▶ 給定文本

認識到這一點之後,我認識到要突破舊勢力的安排,在辦大法活動上做得更好。我們這裡幾乎沒有辦過公開的大型講真象活動,例如遊行、在中使館前發正念、大型記者會、街頭反酷刑展、甚至是舉橫幅放展板等等,都是因為受到了法律的約束,也造成我們講真象達不到更廣大的範圍。
最近我們開始突破這個障礙,嘗試辦大面積的講真象活動——反酷刑展。我們的計劃是選擇在一個人潮多的地方的酒店會議室內辦,但是在外派傳單,讓週末逛街的人潮走進來。效果很好,很多人都瞭解了中共迫害法輪功的殘酷。
活動後的第二天,警察就請我們到警察局去和他們談話。我得法前一直是躲在象牙塔裡念書的學生。另一位同修則是相夫教子的家庭主婦,根本沒有『被警察召去問話』的經驗。事前我們先向人權組織稍微學習一下我們的權利在哪裡及簡單的應對方式。憑著對法的堅信與證實法的一念,我們就去A區警察局講真象了。

▶ 所給資料

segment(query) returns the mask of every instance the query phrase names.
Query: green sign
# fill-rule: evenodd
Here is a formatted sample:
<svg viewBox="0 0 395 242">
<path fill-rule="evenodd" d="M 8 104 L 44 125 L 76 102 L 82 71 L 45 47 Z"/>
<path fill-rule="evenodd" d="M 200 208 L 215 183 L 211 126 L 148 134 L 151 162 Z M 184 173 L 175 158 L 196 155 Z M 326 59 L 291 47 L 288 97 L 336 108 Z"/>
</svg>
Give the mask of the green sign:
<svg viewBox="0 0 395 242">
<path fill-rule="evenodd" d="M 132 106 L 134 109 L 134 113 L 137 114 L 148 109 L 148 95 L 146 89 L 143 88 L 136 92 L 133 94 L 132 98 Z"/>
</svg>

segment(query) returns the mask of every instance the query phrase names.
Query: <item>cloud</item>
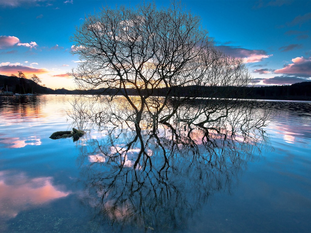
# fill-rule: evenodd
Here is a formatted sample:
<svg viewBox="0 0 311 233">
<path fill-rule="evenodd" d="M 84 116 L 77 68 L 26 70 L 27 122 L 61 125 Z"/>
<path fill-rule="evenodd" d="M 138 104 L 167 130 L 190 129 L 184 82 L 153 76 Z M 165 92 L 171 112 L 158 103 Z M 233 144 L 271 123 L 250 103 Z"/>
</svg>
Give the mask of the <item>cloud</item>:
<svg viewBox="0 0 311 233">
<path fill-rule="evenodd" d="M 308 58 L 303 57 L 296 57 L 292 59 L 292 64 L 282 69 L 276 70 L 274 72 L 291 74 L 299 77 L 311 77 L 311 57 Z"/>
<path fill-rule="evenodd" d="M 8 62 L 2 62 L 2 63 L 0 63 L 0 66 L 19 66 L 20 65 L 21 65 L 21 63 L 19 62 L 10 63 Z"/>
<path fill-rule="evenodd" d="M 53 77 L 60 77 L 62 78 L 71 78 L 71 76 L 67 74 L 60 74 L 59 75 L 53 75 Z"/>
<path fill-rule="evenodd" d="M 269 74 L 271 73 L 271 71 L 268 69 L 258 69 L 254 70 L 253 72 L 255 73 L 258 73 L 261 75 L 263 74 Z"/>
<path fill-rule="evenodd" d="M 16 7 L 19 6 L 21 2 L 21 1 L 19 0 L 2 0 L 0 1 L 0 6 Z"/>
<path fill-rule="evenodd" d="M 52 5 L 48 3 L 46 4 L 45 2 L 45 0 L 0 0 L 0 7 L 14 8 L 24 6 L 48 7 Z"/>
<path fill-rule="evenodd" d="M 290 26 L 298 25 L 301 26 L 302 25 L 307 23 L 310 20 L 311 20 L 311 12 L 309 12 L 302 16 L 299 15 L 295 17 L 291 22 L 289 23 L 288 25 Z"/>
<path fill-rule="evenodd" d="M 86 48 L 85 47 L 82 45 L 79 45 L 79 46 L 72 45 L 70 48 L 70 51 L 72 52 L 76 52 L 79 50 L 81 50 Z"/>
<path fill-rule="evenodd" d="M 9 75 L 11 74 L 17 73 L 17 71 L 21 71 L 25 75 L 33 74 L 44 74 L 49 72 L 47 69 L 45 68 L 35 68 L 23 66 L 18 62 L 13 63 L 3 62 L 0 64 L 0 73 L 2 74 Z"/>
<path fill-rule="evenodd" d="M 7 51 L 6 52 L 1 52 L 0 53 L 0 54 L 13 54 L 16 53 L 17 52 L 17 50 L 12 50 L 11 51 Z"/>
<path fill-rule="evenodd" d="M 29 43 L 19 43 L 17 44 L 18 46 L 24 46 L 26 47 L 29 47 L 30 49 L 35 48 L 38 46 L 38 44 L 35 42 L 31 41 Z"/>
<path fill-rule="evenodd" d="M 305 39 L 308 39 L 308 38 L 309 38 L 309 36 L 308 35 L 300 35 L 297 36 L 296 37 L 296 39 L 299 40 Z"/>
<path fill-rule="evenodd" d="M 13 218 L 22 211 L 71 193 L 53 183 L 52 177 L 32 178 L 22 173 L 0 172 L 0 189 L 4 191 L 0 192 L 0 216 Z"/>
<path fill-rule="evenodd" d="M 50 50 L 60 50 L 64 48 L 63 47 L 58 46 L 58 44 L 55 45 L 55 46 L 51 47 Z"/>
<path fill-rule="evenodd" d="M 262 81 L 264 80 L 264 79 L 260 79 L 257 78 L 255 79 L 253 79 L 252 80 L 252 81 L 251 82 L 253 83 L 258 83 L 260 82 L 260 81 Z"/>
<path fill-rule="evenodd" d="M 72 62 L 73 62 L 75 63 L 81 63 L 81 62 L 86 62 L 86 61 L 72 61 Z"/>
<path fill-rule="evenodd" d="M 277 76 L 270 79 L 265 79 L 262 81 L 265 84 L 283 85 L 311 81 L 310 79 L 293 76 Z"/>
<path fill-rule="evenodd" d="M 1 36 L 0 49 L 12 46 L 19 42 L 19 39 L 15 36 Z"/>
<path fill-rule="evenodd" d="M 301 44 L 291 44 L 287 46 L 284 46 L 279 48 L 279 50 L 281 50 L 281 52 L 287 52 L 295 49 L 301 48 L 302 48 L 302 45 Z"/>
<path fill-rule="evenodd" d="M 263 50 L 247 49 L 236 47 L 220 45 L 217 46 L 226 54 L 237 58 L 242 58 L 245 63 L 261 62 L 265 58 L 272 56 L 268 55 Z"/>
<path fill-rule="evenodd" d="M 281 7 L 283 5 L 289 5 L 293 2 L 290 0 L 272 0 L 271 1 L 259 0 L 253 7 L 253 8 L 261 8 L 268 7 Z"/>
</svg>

▶ 需完成操作
1 – 將條目從開頭一行到含有「104 L 44 125」的那一行（首尾兩行都包括在內）重寫一遍，把其中的「formatted sample」換成「formatted example」，其餘一律不變，只輸出這幾行。
2 – 從給定文本最後一句之後接著往下寫。
給定文本與各條目之間彼此無關。

▶ 逐項輸出
1 –
segment(query) returns the mask of every instance the query phrase names.
Query: green sign
# fill-rule: evenodd
Here is a formatted example:
<svg viewBox="0 0 395 242">
<path fill-rule="evenodd" d="M 8 104 L 44 125 L 76 102 L 82 71 L 45 47 Z"/>

2 –
與我們見面的A區警察詢問我們很多關於反酷刑展的細節:有沒有派傳單、是否開放給公眾人士、活動細節等,像在『調查』我們。我們從人權組織那裡瞭解到一些法律上的常識,沒有正面回答,反而找機會跟他講真象。他跟我們說本來當天要安排警員去看我們的活動,但因為當天他們有別的行動抽不出時間,只好作罷。最後他跟我們說,以後這些活動要申請准證,否則就算『違法』。
我們知道,這是我們要突破的第一步,未來還有很多需要我們去突破的不屬於正法所需的干擾。我們不久後又在同一個地區辦室內反酷刑展,不去想什麼准證的問題。那一次,警察沒有召我們過去。
後來我想要進行戶外集會或請願活動。開始跟學員提議時,很多學員都不贊成,說我們怎麼可以去『抗議』、『舉橫幅』,那都是常人的不善的行為。其實我悟到這都是在高壓環境中長期生活而形成的觀念,仿佛站出來就是『和政府對立』,就是『不善』。這些都是長期以來被政府灌輸的不正確的觀念,其實也是中共邪靈的毒害。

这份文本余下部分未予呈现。